Segmentation labeling entries:
+===+
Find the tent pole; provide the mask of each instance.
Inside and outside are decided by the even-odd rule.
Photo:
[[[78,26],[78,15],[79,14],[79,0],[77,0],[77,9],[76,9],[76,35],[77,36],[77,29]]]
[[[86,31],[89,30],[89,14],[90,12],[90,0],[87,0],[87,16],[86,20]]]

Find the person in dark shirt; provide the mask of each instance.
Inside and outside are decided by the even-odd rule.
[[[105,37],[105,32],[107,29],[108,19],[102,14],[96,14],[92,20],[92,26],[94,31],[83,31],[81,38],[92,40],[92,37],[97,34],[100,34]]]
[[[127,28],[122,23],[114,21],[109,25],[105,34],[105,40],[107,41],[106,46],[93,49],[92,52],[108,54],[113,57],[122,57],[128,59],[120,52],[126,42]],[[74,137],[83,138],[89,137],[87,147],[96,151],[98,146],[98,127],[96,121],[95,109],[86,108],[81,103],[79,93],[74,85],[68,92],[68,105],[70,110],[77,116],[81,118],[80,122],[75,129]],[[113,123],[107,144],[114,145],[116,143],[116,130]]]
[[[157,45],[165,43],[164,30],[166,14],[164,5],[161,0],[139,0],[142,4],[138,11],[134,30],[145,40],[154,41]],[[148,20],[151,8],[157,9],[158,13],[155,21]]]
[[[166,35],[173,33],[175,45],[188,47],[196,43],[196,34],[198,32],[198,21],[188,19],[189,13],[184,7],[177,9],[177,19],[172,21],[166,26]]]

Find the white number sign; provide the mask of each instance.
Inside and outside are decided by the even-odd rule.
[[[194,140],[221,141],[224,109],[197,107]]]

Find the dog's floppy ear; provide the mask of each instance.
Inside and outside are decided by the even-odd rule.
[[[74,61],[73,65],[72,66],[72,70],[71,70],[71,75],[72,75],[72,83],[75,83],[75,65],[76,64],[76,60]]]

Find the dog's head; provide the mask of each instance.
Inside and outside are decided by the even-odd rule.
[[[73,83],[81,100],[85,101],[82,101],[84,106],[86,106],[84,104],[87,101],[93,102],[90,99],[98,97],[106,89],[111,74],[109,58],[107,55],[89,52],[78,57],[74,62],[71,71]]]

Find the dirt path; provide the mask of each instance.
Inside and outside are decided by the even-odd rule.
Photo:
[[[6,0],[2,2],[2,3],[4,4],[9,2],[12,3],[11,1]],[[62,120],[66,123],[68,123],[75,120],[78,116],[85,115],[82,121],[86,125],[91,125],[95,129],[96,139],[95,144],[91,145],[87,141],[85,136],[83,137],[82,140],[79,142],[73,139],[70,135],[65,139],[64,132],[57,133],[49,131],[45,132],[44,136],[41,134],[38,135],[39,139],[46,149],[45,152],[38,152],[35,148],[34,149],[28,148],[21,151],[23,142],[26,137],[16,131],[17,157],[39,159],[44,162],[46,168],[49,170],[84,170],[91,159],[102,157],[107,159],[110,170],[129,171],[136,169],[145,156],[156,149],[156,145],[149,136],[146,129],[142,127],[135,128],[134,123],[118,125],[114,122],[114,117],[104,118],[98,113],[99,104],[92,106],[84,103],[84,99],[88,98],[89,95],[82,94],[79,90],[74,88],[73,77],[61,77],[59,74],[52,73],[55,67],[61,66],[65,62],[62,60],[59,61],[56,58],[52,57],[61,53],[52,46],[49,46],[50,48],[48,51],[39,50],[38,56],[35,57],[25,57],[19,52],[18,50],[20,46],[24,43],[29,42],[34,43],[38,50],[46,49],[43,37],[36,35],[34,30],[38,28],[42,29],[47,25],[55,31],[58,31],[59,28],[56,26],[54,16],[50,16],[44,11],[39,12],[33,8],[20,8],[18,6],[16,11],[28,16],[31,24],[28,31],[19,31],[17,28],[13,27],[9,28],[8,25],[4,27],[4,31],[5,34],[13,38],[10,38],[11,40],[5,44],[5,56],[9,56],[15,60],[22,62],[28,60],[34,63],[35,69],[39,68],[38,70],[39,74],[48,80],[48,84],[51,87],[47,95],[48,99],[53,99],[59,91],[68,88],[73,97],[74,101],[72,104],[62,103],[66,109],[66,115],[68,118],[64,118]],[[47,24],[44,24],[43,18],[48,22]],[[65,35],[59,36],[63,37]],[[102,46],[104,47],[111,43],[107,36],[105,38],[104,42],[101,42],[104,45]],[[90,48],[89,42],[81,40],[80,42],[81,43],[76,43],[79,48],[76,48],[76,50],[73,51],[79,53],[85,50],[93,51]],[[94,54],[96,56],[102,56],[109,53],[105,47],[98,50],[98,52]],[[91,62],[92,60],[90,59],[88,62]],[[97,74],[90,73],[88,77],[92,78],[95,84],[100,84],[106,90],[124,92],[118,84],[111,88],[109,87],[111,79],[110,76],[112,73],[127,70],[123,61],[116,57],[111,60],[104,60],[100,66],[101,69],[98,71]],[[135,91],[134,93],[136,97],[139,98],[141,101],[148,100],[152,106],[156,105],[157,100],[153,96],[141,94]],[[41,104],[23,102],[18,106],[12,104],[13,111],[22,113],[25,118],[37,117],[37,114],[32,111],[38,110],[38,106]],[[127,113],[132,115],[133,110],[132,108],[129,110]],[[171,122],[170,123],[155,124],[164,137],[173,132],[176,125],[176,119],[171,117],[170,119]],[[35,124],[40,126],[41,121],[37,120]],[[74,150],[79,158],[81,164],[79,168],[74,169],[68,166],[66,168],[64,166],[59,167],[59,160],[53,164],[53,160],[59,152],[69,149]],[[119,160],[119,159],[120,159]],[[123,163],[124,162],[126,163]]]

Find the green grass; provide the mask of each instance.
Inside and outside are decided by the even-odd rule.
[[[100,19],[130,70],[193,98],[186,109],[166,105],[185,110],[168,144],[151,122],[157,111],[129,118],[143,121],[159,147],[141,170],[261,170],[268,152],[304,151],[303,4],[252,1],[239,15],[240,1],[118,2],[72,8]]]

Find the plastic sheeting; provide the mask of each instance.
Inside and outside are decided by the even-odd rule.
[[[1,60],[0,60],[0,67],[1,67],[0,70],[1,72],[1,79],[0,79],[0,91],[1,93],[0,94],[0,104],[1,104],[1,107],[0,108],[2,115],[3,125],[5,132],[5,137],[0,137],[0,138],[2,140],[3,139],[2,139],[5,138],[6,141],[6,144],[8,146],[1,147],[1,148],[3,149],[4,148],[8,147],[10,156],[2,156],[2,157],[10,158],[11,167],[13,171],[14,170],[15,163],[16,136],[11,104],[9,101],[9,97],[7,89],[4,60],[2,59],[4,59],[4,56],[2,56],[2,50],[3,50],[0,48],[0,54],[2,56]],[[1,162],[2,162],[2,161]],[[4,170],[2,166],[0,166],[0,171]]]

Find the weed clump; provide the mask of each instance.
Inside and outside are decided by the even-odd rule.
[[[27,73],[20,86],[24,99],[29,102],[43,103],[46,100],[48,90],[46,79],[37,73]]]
+===+
• **Your instructions**
Write out every one of the lines above, unchanged and in the same order.

• **Solution to this problem**
Find the tent pole; provide the mask of each instance.
Inside and outside are decided by the even-odd rule.
Photo:
[[[78,26],[78,15],[79,14],[79,0],[77,0],[77,9],[76,9],[76,35],[77,36],[77,29]]]
[[[86,31],[89,30],[89,14],[90,12],[90,0],[87,0],[87,16],[86,20]]]

Find the person in dark shirt; provide the mask of each instance.
Inside and outside are decided by the even-odd rule.
[[[105,37],[105,32],[107,29],[108,19],[102,14],[96,14],[92,20],[92,26],[94,31],[83,31],[81,38],[92,40],[92,37],[97,34],[100,34]]]
[[[127,28],[122,23],[114,21],[109,25],[105,34],[105,40],[107,41],[106,46],[93,49],[92,52],[108,54],[113,57],[122,57],[128,59],[120,52],[126,42]],[[74,137],[83,138],[89,137],[87,147],[96,151],[98,146],[98,127],[96,121],[95,109],[86,108],[81,103],[79,93],[74,85],[68,92],[68,105],[70,110],[77,116],[81,118],[80,122],[75,129]],[[113,123],[107,144],[114,145],[116,143],[116,130]]]
[[[157,45],[165,43],[164,30],[166,14],[164,5],[161,0],[139,0],[142,4],[138,11],[134,30],[145,40],[154,41]],[[148,20],[151,8],[157,9],[158,13],[155,21]]]
[[[166,35],[173,33],[175,45],[188,47],[196,43],[196,34],[198,32],[198,21],[188,19],[189,13],[184,7],[177,9],[177,19],[172,21],[166,26]]]

Find the white number sign; provide the mask of each instance.
Inside and outside are decided by the even-odd rule.
[[[194,140],[221,141],[224,109],[197,107]]]

Find the dog's floppy ear; provide the mask of each instance.
Inside and outside are decided by the even-odd rule.
[[[74,61],[73,65],[72,66],[72,70],[71,70],[71,75],[72,75],[72,83],[75,83],[75,65],[76,64],[76,60]]]

Find the dog's head; provide the mask of each instance.
Inside and outside are decided by the even-odd rule.
[[[73,83],[81,100],[85,101],[82,101],[84,106],[86,106],[84,104],[87,101],[93,102],[90,99],[98,97],[106,89],[111,74],[109,58],[107,55],[89,52],[78,57],[74,62],[71,71]]]

Find the dirt path; provide the mask of each instance.
Inside and outside are decided by the even-odd rule.
Photo:
[[[6,0],[2,2],[2,3],[4,4],[9,2],[12,3],[11,1]],[[62,120],[66,123],[68,123],[75,120],[78,116],[85,115],[82,121],[86,125],[91,125],[95,129],[96,139],[95,144],[91,145],[87,141],[85,136],[83,137],[82,140],[79,142],[73,139],[70,135],[65,139],[64,132],[57,133],[49,131],[45,132],[44,136],[41,134],[38,135],[39,139],[46,149],[45,152],[38,152],[35,148],[34,149],[28,148],[21,151],[23,142],[26,137],[16,131],[17,157],[39,159],[44,162],[46,168],[49,170],[84,170],[91,159],[102,157],[107,159],[110,170],[129,171],[136,169],[145,156],[156,149],[156,145],[149,136],[146,129],[142,127],[135,128],[134,123],[118,125],[114,122],[114,117],[104,118],[98,113],[99,104],[92,106],[84,103],[84,99],[88,98],[89,95],[82,94],[79,90],[74,88],[73,77],[61,77],[59,74],[52,73],[55,67],[61,66],[65,62],[62,60],[59,61],[56,58],[52,57],[61,53],[52,46],[49,46],[50,48],[48,51],[39,50],[38,56],[35,57],[25,57],[19,52],[18,50],[20,46],[24,43],[29,42],[34,43],[38,50],[46,49],[43,37],[36,35],[34,30],[38,28],[42,29],[47,25],[55,31],[58,31],[59,28],[56,26],[54,16],[50,16],[44,11],[39,12],[33,8],[20,8],[18,6],[16,11],[28,16],[31,24],[28,31],[19,31],[17,28],[13,27],[9,28],[8,25],[4,27],[4,31],[5,34],[13,38],[10,38],[11,40],[5,44],[5,56],[9,56],[15,60],[22,62],[28,60],[34,63],[35,69],[39,68],[38,70],[39,74],[48,80],[48,84],[51,87],[47,95],[48,99],[53,99],[59,91],[68,88],[73,97],[74,101],[72,104],[62,103],[66,109],[66,115],[68,118],[64,118]],[[47,24],[44,24],[43,18],[48,22]],[[65,35],[59,36],[63,37]],[[102,46],[104,47],[111,43],[107,36],[105,38],[104,42],[101,42],[104,45]],[[90,48],[89,42],[81,40],[80,42],[81,43],[76,43],[79,48],[76,48],[76,50],[73,51],[79,53],[85,50],[93,51]],[[94,54],[96,56],[102,56],[109,53],[105,47],[98,50],[98,52]],[[91,62],[92,60],[90,59],[88,62]],[[97,74],[90,73],[88,77],[92,78],[95,84],[100,84],[106,90],[124,92],[118,84],[111,88],[109,87],[111,79],[110,76],[112,73],[127,70],[123,61],[116,57],[111,60],[104,60],[100,66],[101,69],[98,71]],[[135,91],[134,93],[136,97],[139,98],[141,101],[148,100],[152,106],[156,105],[157,100],[153,96],[141,94]],[[41,104],[23,102],[18,106],[12,104],[13,111],[22,113],[25,118],[37,117],[37,114],[32,111],[38,110],[38,106]],[[127,113],[132,115],[133,110],[132,108],[129,110]],[[171,122],[170,123],[155,124],[164,137],[173,132],[176,125],[176,119],[171,117],[170,119]],[[35,124],[40,126],[41,121],[37,120]],[[74,150],[79,158],[81,164],[79,168],[74,169],[68,166],[66,168],[64,166],[59,167],[59,160],[53,164],[53,160],[59,152],[69,149]],[[119,160],[119,159],[120,159]],[[123,163],[124,162],[126,163]]]

Find the green grass; provide the mask of each instance.
Inside and outside are decided by the even-odd rule.
[[[100,19],[130,70],[193,98],[186,109],[166,105],[185,110],[168,144],[151,122],[157,111],[129,118],[143,121],[159,147],[141,170],[261,170],[268,152],[304,151],[303,4],[252,1],[239,15],[240,1],[118,2],[72,8]]]

Find the plastic sheeting; provide the mask of each instance.
Inside and outside are decided by the even-odd rule.
[[[1,60],[0,60],[0,67],[1,67],[0,70],[1,72],[1,79],[0,79],[0,91],[1,93],[0,94],[0,104],[1,104],[1,107],[0,108],[2,115],[3,125],[5,132],[5,137],[0,137],[0,138],[2,140],[3,139],[2,139],[5,138],[6,141],[6,144],[8,146],[1,147],[1,148],[3,149],[4,148],[8,147],[10,156],[2,156],[2,157],[10,158],[11,167],[13,171],[14,170],[15,163],[16,136],[11,104],[9,101],[9,97],[7,89],[4,60],[2,59],[4,59],[4,56],[2,56],[2,50],[3,50],[0,48],[0,54],[2,56]],[[1,162],[2,162],[2,161]],[[4,170],[2,166],[0,166],[0,171]]]

Find the weed clump; provide the mask of each instance.
Inside and outside are decided by the even-odd rule.
[[[27,73],[20,86],[24,99],[29,102],[43,103],[46,100],[48,90],[46,79],[37,73]]]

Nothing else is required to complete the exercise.